● **Passage to read**
────
It seems so simple, yet I’m stuck.
I want to limit the results that I have to only contain a certain amount of records,say 1000, per distinct value in column A. So for value 1, I need max 1000 returns, for value 2 as well etc. How do I set my limit clausule in Databricks SQL?
Column A | Column B | Column B |
---|---|---|
1 | Value X | Yes |
1 | Value Y | Yes |
3 | Value X | No |
2 | Value Y | No |
1 | Value X | Yes |
3 | Value Y | Yes |
2 | Value X | Maybe |
2 | Value Y | Maybe |
I’ve tried a lot, so far no success.
0
Use a windows function
to achieve this. Change your order by if needed.
select colA, colB, colc
from (
select colA, colB, colC,
row_number() over (partition by colA order by random()) as rn
from your_table
)
where rn <= 1000
EDIT: Based on comments, you want to filter on some certain values, and, left join. The Order by Random adds lots of time. If you don’t need it truly random, then order by something else to significantly reduce your query time.
select colA, colB, colc, colN
from (
select a.colA, a.colB, a.colC, b.colN,
row_number() over (partition by a.colA order by a.colA) as rn
from table1 a
left join table2 b
on a.colX = b.colY
where a.colA in (1, 2)
────
● **Required task**
Please turn the paragraph in the Databricks SQL thread that begins "EDIT: Based on comments" into a short list that keeps its main facts.

[Region labeling records]
────
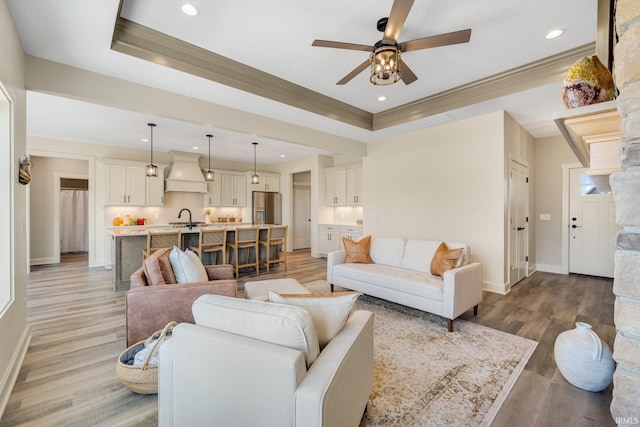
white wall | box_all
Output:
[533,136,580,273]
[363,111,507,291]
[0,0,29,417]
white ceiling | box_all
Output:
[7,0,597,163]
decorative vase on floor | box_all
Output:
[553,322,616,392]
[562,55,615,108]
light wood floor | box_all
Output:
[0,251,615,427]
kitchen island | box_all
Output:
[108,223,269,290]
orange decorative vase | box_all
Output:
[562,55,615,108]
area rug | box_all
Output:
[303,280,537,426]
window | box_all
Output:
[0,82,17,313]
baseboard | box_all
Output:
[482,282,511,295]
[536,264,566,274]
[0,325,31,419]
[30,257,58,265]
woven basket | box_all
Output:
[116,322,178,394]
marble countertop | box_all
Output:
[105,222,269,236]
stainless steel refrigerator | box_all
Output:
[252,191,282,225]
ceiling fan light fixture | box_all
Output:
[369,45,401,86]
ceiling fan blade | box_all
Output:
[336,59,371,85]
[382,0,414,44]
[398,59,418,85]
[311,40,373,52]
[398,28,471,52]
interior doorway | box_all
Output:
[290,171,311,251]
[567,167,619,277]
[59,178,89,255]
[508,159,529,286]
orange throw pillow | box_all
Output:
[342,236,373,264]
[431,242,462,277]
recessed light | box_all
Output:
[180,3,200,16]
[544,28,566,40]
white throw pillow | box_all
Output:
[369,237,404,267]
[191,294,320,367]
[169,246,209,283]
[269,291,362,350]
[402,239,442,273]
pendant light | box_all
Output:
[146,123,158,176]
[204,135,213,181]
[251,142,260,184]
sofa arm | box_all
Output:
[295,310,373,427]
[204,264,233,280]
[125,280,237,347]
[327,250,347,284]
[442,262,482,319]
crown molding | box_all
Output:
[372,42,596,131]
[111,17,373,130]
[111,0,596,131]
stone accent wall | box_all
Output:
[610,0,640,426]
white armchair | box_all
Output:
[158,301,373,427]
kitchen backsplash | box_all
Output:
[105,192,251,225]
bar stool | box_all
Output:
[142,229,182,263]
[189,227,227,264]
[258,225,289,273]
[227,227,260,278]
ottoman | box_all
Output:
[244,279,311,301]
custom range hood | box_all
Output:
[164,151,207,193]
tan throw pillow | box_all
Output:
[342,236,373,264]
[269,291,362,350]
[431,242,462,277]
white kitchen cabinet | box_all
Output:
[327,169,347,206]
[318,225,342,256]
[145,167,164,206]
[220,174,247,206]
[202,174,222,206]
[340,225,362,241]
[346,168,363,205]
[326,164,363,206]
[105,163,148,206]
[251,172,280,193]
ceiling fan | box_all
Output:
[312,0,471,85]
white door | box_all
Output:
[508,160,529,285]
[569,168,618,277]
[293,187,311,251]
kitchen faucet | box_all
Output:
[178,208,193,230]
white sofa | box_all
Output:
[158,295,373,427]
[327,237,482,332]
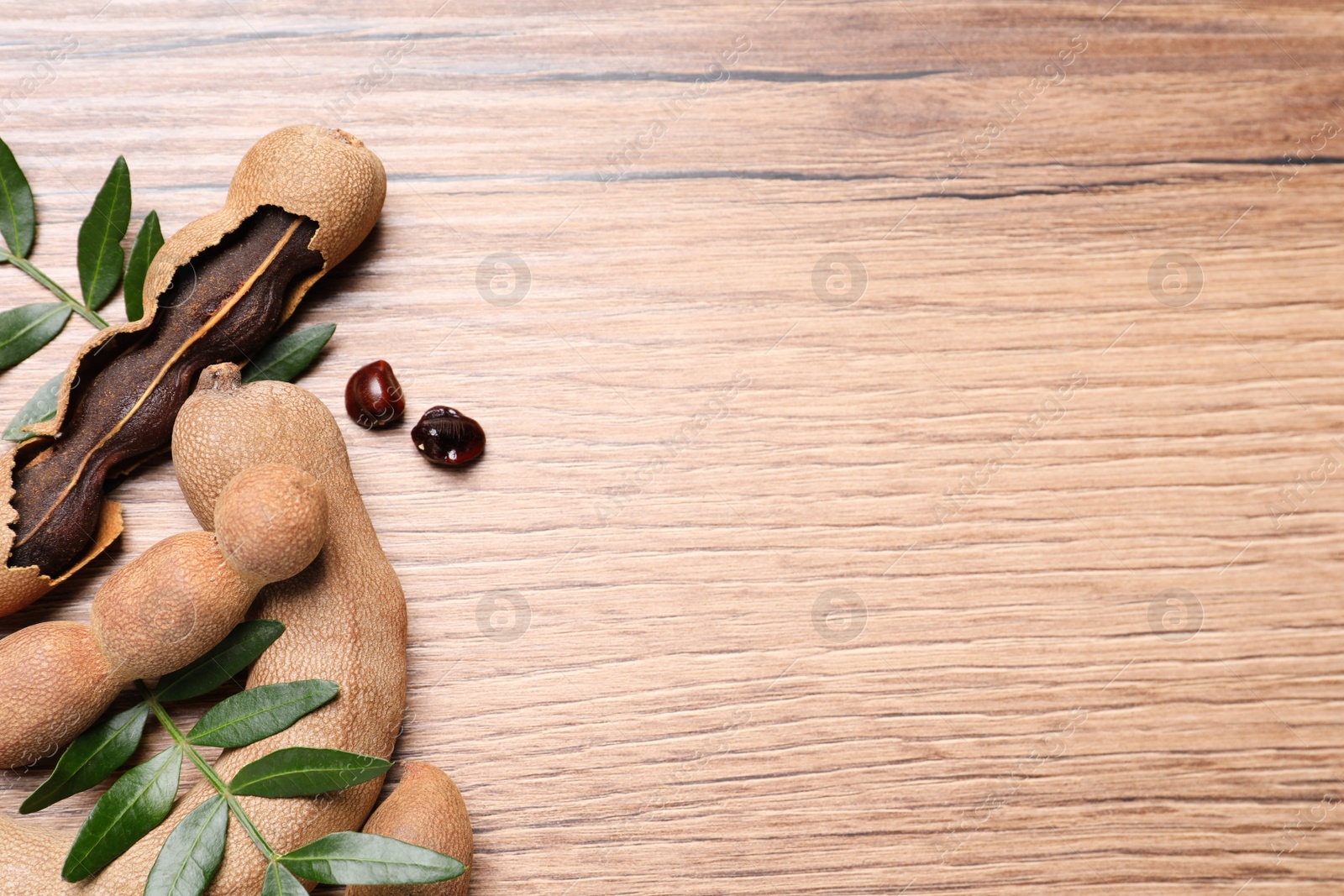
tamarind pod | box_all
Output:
────
● **Solved problem**
- According to the comments, the query must filter on certain values and use a left join.
- Ordering by random adds a lot of time.
- If the results don't need to be truly random, ordering by something else cuts query time significantly.